Opossums have 50 teeth, the most of any North American land mammal but they rarely use them in defense as they are not truly aggressive animals. One of their main defenses however is to sit up to make themselves look bigger and open their mouth wide showing off all those of teeth! When cornered or picked up they will try to bite & often urinate or defecate & release a peagreen secretion from the paracloacal glands located at the base of the tail. In the case of an extreme threat such as a predator attack the opossum may fake it’s death or “play possum” (which is how this behavior coined the phrase). They will curl up with eyes and mouth open, teeth exposed & drooling. Poking & shaking will not revive the animals from this catatonic state in which may last for minutes up to several hours. If you find what appears to be a dead opossum do not dispose of or bury the body for a day, giving it a chance to escape if truly alive.
Another interesting fact about opossums is their prehensile tail which aids in balance and grasping things as in nest building. They do not hang from their tail however. Similar to a primate, opossums have an opposable digit on their hind feet. Because of their imperative need for calcium, they will eat the carcass bones of roadkill.
Opossums are extremely shy and non aggressive and while their brains are very small, they actually ranked higher than rats, rabbits, dogs & cats when it comes to finding food and remembering where it was found. They even scored higher than rats and cats in their ability to solve maze problems. Visual discrimination tests have even proved the ability to differentiate between different colors, geometric forms & patterns. They can even learn to tell tell the difference in black vs. white.

▶ EXERCISE REQUIREMENTS
[1] How many teeth do opossums have, according to the opossum passage?
[2] Write the text that follows the last sentence of the opossum passage.
The entries below come from a separate source unrelated to the opossum passage.

▶ DATASET EXCERPTS
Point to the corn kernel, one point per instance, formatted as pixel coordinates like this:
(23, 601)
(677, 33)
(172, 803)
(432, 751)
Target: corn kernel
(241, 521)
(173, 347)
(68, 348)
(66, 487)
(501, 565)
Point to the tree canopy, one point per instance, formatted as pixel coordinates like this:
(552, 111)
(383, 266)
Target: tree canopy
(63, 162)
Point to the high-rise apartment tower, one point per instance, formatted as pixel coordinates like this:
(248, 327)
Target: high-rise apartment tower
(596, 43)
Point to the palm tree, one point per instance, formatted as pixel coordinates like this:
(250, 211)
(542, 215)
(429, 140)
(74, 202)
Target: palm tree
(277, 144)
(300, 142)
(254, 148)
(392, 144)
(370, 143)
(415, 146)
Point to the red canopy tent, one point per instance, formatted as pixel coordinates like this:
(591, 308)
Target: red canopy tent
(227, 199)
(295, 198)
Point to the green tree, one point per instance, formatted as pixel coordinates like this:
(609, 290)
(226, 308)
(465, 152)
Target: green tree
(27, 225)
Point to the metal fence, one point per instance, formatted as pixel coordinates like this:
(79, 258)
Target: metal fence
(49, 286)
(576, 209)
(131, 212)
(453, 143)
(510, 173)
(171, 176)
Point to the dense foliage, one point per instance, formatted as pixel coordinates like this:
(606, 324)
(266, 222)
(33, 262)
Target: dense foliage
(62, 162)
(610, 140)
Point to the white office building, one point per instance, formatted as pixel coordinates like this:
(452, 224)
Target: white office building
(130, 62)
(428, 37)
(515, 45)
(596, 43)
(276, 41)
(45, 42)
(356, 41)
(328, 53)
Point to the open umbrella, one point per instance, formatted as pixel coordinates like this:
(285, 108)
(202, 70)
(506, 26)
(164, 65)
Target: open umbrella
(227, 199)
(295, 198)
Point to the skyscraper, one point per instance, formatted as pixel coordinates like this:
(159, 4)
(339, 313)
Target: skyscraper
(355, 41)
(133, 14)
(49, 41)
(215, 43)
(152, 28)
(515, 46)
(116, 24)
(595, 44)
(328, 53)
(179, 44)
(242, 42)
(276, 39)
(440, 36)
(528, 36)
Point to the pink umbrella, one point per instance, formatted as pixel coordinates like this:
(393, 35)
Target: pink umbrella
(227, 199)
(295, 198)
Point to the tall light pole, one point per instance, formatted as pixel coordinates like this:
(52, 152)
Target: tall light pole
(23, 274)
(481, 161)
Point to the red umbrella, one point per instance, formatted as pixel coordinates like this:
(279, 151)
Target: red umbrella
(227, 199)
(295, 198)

▶ ANSWERS FOR THE TASKS
[1] Opossums have 50 teeth.

[2]
Opossums are primarily nocturnal, searching for food from dusk to dawn. However they may be active during the day in colder weather when food is more scarce and a greater caloric intake is needed for survival. This may be a time when a cornered, scared and hungry opossum would defend itself to a dog or cat trying to feed from the same dish.
Opossums do not dig their own dens but will occupy abandoned dens, rock crevices, crawl spaces under houses, attics, hollow trees and other dark hidden spaces. Their dens are usually temporary unless a food source remains in this location.
If you feed other animals outdoors pick up the food in the evening and the opossum will move on. This is also true to discourage other nocturnal wildlife from rummaging thru your trash cans and outdoor feed containers.
When human intervention is necessary:
Always wear gloves when handling any wild animal to minimize risk of disease/parasitic transmission.
If you find an opossum that is 8” or longer (excluding the tail), it is old enough to be on its own.
There are usually 3 cases in which opossum babies need human help:
1) The mother is found dead babies may be in her pouch, clinging to her or wandering around confused usually within 50’ of the mother.
2) Baby (or babies) fall off of the mother
3) Mother is injured preventing mobility.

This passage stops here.